[START OF Provided data]

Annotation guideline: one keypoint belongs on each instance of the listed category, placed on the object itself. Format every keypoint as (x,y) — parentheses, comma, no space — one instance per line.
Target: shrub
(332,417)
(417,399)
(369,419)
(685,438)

[END OF Provided data]

Rewrite all the items above, putting "bush" in place of "shrub" and keeping everything else the same.

Annotation guideline: one keypoint belongs on each instance of the listed category, placed on the object itself. Format every keypoint as (x,y) — parentheses, comma, no space — one instance per line.
Target: bush
(332,417)
(417,399)
(369,419)
(685,438)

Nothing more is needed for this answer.